__Exercise__. How many of the lines below contain the string "white"? Case matters. Give only the number.
# Data lines start
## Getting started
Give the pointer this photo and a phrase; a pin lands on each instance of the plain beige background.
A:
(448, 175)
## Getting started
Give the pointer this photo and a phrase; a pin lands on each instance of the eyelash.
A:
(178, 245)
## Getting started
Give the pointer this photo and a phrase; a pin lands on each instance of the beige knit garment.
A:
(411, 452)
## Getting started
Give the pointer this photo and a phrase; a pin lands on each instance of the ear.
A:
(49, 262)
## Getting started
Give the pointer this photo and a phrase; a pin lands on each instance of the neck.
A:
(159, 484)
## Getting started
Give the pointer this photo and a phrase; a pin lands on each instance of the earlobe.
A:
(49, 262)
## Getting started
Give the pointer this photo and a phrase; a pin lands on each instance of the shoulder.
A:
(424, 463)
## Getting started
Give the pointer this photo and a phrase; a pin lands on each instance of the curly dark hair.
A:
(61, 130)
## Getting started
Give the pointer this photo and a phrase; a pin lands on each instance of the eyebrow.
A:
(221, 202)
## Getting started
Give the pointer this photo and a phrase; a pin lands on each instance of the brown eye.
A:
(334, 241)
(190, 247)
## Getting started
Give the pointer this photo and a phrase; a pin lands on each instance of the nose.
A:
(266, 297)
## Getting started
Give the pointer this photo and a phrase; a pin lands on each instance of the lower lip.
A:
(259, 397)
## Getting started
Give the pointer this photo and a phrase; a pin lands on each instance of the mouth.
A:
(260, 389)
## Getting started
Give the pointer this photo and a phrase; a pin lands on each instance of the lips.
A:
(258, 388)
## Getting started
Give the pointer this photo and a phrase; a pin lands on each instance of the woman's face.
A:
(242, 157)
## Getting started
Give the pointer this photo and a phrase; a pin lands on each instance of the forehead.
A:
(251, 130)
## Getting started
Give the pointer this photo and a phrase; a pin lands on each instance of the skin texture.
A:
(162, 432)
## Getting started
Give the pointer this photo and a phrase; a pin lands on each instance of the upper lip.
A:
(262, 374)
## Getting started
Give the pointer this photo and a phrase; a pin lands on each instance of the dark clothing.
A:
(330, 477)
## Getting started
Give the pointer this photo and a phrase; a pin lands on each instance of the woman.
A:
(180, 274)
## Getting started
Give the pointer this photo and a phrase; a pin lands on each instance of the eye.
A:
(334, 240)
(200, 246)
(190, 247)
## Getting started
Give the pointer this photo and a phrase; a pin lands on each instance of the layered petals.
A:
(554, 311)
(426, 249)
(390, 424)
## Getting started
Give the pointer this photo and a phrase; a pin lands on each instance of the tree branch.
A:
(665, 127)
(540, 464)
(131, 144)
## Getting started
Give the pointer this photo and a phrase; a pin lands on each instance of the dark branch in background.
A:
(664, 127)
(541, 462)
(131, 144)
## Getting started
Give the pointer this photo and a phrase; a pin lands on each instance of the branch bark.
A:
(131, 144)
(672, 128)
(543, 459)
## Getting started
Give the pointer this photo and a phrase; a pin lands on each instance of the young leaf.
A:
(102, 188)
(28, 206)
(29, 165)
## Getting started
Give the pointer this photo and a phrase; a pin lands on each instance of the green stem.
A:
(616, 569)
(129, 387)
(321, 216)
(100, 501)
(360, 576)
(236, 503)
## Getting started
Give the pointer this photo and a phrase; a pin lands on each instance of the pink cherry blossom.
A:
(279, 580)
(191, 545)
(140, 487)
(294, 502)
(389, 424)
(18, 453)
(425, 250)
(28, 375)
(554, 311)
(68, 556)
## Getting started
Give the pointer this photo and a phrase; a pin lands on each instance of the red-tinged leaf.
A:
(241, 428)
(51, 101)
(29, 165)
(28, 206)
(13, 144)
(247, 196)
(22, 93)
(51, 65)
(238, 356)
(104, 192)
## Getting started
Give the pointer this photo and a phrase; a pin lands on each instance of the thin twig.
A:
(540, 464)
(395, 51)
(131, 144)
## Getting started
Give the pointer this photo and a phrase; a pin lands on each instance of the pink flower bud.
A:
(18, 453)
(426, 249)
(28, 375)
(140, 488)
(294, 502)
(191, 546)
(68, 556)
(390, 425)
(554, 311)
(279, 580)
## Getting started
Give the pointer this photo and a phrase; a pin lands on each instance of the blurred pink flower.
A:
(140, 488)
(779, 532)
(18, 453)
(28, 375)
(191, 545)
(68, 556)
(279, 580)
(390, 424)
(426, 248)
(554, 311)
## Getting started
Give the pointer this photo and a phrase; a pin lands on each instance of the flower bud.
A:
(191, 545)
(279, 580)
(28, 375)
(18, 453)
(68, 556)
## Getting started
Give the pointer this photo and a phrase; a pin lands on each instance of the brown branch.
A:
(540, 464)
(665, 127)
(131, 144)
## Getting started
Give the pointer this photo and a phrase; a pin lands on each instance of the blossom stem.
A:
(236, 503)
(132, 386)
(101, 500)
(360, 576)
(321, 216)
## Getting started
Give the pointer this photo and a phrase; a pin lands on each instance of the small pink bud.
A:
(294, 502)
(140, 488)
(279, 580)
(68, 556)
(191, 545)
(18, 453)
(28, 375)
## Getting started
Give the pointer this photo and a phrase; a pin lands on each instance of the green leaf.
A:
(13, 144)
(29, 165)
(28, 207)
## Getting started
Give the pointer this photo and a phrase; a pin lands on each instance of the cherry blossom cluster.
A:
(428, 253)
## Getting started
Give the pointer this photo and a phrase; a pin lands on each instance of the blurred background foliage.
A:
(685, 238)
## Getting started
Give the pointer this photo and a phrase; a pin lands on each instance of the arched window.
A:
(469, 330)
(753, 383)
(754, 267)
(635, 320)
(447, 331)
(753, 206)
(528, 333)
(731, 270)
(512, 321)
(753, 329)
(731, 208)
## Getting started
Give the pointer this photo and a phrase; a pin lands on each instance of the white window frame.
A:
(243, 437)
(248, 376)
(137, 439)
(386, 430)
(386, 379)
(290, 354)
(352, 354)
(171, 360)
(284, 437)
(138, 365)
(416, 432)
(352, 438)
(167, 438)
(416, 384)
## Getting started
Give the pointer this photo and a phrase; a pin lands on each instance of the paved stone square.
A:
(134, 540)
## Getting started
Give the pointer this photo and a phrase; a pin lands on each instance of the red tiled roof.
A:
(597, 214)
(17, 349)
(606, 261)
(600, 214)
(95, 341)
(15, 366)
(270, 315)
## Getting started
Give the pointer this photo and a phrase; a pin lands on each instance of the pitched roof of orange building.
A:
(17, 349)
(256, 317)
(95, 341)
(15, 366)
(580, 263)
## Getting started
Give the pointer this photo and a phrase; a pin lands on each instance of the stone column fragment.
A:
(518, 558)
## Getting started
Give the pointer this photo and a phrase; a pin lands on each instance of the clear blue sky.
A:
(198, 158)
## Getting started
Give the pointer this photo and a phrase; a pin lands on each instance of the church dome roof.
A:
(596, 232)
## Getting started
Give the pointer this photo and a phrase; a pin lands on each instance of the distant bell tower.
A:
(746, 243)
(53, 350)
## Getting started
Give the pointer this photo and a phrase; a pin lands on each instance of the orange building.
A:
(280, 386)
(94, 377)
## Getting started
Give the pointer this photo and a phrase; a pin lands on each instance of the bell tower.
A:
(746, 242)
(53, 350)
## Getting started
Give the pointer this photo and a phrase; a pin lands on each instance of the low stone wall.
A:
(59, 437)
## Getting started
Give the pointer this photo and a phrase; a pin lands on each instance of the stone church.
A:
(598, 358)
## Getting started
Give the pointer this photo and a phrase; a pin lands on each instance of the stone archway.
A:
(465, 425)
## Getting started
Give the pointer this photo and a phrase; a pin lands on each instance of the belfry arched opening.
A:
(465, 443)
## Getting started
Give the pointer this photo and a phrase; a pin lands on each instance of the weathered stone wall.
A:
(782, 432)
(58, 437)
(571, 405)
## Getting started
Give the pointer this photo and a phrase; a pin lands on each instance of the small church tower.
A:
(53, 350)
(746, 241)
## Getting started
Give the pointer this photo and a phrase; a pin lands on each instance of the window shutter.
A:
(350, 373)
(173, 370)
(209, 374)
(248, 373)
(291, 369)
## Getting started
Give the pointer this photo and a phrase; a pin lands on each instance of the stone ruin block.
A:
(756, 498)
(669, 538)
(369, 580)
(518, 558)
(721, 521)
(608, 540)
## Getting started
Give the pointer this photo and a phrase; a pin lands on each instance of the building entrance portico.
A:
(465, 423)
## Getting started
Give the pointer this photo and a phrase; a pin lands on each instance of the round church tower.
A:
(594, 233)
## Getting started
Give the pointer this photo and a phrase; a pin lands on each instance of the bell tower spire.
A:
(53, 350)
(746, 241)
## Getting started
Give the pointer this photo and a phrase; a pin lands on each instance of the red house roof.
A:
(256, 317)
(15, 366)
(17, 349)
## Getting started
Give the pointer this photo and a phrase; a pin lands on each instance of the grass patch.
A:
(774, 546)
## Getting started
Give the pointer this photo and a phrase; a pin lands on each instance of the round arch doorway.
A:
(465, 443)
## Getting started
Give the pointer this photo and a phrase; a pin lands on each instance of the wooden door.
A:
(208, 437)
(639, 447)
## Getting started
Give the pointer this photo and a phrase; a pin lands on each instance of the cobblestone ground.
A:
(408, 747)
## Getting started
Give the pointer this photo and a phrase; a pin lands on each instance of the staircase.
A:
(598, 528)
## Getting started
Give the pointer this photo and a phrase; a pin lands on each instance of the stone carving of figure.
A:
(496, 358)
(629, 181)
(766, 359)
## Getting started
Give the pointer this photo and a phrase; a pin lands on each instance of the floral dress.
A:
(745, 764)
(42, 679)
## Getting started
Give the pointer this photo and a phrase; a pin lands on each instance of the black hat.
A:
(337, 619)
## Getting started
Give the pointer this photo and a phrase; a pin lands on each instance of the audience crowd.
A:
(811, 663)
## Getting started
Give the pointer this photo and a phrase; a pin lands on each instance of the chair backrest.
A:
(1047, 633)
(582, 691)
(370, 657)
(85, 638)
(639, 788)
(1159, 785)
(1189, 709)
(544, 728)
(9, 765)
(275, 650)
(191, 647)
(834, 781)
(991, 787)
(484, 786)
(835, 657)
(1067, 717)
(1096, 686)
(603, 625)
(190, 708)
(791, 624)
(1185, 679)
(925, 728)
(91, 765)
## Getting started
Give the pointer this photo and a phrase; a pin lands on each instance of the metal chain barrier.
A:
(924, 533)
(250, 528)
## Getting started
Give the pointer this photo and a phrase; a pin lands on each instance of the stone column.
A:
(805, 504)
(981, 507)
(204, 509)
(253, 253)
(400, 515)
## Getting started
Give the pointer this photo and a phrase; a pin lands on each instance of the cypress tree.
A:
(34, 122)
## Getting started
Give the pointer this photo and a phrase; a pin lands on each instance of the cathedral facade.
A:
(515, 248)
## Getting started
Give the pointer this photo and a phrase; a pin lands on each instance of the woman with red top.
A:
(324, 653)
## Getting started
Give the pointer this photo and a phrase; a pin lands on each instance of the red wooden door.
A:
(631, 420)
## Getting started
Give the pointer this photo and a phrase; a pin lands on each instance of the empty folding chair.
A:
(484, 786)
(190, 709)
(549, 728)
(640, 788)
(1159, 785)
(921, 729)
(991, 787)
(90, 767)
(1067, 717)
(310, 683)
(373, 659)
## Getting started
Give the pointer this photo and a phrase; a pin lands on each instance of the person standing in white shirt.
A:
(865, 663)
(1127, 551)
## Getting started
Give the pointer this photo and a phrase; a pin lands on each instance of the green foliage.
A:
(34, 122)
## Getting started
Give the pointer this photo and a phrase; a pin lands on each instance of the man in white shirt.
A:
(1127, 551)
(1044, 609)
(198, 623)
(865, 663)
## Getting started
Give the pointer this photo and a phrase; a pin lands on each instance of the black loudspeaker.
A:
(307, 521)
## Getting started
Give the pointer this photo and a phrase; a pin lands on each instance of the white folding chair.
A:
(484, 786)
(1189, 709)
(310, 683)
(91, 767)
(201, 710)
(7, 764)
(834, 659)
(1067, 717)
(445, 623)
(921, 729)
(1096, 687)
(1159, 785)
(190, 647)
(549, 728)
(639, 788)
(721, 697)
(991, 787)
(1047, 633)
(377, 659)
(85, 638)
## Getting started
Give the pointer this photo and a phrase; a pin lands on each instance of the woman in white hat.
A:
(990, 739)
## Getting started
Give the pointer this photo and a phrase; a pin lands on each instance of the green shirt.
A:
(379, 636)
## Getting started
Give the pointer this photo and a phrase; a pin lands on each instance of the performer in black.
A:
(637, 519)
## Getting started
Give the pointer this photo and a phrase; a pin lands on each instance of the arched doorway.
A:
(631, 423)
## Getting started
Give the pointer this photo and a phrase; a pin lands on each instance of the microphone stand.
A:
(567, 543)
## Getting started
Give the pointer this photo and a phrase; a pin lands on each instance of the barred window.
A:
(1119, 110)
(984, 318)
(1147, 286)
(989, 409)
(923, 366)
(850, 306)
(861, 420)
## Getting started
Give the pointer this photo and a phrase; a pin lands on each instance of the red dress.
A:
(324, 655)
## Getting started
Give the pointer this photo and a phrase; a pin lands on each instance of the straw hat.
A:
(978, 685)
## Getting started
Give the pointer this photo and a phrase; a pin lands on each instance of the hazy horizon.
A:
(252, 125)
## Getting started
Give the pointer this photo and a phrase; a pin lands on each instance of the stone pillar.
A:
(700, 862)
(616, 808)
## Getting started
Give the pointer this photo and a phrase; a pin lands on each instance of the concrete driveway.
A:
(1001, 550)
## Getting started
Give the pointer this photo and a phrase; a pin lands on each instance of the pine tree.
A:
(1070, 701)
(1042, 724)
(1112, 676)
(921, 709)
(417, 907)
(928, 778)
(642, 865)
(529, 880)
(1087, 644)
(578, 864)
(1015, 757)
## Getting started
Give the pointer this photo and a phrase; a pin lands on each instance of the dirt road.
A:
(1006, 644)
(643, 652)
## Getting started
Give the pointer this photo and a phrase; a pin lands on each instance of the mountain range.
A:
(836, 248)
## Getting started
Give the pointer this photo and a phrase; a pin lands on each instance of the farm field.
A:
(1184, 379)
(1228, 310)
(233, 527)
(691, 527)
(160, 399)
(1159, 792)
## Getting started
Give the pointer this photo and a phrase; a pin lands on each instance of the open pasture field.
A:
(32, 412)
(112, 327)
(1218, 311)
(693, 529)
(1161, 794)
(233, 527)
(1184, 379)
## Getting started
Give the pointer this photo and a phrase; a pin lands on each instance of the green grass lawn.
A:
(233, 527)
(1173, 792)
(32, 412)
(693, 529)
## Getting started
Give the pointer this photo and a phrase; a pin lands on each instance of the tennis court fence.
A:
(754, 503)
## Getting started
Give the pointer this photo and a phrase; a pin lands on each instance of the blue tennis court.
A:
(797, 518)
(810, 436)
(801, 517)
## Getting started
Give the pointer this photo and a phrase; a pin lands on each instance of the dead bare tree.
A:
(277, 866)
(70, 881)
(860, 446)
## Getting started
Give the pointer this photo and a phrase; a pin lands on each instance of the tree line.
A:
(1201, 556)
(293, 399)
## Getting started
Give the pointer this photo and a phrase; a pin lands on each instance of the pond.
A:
# Data lines end
__Final result__. 5